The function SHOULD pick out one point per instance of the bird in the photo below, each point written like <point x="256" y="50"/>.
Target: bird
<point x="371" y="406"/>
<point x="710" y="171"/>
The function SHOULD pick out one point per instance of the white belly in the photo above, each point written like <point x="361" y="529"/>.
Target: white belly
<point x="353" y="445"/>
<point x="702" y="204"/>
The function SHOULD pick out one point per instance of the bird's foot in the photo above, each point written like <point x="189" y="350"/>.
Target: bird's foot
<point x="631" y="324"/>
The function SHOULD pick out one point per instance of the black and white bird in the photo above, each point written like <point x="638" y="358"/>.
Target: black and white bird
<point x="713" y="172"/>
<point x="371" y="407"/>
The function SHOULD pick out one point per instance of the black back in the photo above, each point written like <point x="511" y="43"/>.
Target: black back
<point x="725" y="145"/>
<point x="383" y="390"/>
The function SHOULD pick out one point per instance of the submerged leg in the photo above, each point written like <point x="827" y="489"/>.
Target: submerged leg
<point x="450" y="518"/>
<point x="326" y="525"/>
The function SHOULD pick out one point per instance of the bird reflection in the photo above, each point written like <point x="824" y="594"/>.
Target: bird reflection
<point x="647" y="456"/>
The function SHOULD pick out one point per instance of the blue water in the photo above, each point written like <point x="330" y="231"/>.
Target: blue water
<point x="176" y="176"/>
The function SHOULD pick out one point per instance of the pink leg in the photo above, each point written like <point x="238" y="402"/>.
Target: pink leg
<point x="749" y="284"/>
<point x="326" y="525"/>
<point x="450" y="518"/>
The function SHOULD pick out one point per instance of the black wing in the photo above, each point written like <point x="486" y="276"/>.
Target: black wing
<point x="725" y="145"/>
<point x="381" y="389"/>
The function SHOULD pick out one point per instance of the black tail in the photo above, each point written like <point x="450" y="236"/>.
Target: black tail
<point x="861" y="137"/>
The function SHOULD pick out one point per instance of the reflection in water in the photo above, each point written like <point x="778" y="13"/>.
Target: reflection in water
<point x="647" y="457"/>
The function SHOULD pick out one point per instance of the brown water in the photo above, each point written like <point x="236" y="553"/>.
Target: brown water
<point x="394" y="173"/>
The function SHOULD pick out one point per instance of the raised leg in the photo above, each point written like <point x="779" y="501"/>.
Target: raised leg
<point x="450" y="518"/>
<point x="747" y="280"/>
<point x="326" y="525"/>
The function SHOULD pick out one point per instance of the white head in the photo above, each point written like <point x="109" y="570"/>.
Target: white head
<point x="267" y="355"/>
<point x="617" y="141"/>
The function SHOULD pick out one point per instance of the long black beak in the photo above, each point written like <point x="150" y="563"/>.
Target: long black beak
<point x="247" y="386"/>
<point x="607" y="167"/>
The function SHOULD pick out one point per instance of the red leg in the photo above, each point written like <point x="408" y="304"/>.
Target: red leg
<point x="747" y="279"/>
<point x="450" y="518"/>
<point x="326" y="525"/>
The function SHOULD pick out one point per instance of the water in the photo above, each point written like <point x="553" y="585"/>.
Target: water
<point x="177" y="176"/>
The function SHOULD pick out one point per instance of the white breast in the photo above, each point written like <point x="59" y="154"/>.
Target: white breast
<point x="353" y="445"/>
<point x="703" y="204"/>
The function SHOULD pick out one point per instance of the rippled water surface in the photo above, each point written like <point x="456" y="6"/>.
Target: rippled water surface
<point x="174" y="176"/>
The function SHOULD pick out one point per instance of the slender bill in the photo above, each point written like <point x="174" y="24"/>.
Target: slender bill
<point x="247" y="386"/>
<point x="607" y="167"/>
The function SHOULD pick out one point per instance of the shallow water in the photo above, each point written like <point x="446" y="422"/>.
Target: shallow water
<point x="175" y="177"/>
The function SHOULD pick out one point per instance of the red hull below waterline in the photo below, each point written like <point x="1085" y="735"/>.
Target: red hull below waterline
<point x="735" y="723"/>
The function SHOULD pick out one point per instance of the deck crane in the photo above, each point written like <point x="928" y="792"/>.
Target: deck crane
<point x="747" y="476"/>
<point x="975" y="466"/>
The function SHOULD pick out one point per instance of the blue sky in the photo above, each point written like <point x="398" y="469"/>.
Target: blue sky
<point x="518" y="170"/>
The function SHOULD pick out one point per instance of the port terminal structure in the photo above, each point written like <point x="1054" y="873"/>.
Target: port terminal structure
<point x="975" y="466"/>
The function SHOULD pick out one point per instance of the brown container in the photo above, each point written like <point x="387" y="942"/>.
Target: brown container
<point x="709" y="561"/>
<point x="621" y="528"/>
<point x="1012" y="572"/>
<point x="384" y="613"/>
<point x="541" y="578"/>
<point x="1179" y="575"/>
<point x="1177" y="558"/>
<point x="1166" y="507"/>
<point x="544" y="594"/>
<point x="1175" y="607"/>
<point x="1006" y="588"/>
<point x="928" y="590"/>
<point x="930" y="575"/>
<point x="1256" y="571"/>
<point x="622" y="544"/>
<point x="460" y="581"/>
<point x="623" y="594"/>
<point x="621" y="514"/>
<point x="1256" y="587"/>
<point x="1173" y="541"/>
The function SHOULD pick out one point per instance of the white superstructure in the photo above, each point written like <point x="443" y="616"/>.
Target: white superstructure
**********
Quote the material above word for word, from the line containing "the white superstructure" through the end of the material, with both of those lines included.

*Worked solution*:
The function SHOULD pick out one point per instance of the white superstructure in the photo above, each point written like <point x="443" y="616"/>.
Target: white superstructure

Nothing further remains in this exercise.